Start of Given data

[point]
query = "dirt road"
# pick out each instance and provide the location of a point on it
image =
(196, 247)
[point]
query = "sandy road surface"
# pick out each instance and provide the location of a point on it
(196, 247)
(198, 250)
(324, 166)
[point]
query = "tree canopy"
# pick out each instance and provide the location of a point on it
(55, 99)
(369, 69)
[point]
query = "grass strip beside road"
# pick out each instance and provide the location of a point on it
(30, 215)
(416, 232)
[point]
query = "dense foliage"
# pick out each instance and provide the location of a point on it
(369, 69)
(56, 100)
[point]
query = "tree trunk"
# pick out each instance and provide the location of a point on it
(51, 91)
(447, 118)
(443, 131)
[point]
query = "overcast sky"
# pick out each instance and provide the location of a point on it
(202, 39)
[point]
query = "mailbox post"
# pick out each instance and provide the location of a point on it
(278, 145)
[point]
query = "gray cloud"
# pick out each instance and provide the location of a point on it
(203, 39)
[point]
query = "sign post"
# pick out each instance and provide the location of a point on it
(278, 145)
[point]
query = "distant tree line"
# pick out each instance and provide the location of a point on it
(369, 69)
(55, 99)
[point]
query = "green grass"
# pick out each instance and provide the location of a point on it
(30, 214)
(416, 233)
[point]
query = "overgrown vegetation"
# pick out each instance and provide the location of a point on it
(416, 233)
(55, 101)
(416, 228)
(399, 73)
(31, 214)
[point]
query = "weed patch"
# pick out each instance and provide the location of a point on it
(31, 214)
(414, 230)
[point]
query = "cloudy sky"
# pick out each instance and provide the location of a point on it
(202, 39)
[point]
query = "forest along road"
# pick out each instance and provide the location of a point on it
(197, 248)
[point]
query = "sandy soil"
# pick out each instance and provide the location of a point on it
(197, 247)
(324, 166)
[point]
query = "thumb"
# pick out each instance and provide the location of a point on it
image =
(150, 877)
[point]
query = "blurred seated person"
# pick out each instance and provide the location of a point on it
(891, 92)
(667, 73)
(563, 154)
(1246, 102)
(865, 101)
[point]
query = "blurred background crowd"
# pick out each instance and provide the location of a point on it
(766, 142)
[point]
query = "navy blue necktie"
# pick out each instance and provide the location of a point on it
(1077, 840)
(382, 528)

End of Given data

# Task:
Copy every record verbatim.

# Result of the exercise:
[point]
query = "dirt road"
# pick out each instance and provide the location of a point on it
image =
(196, 247)
[point]
query = "sandy road surface"
# pick out each instance and provide the location of a point on it
(196, 247)
(198, 250)
(324, 166)
[point]
query = "tree canopy"
# pick out each instance and provide the location of a point on it
(55, 99)
(369, 69)
[point]
query = "grass strip beside road"
# pick out each instance and provide the location of a point on it
(30, 215)
(416, 232)
[point]
query = "dense foliage"
# pick out each instance and provide the location of a point on it
(369, 69)
(56, 100)
[point]
query = "tree trunk"
# pick out each instance and provide the location of a point on it
(51, 91)
(447, 118)
(443, 131)
[point]
query = "overcast sky"
# pick out each instance and provide the location of a point on it
(202, 39)
[point]
query = "mailbox post"
# pick out each instance and provide the location of a point on it
(278, 145)
[point]
query = "gray cloud"
# pick out each instance and provide the location of a point on it
(203, 39)
[point]
query = "sign post"
# pick out each instance and provide the location of a point on it
(278, 145)
[point]
query = "distant tree line"
# pick out each instance and provide the location of a point on it
(369, 69)
(55, 99)
[point]
query = "green grass"
# pick out each instance and provide the location of a point on it
(30, 214)
(416, 233)
[point]
query = "overgrown vegetation"
# pick out each instance and provide the location of a point on it
(416, 233)
(55, 101)
(416, 228)
(399, 73)
(31, 214)
[point]
query = "weed patch"
# pick out each instance and provide the location of a point on it
(31, 214)
(414, 230)
[point]
query = "cloudy sky"
# pick out each instance and provide the location of a point on it
(202, 39)
[point]
query = "forest along road"
# pick out each instance and provide the location of a point on it
(197, 248)
[point]
query = "sandy soil"
# pick out each instance and provide the location of a point on it
(197, 247)
(324, 166)
[point]
query = "thumb"
# pick out each instance and provide the location of a point on it
image =
(150, 877)
[point]
query = "blurred seated person"
# pick out each instance and provide the location of a point on it
(891, 92)
(667, 73)
(563, 154)
(1246, 102)
(865, 101)
[point]
query = "blurred background crowd"
# pick out each instance and provide the location of a point on it
(766, 142)
[point]
query = "navy blue necktie"
# pick out each instance and provide the location of a point on it
(1077, 840)
(382, 528)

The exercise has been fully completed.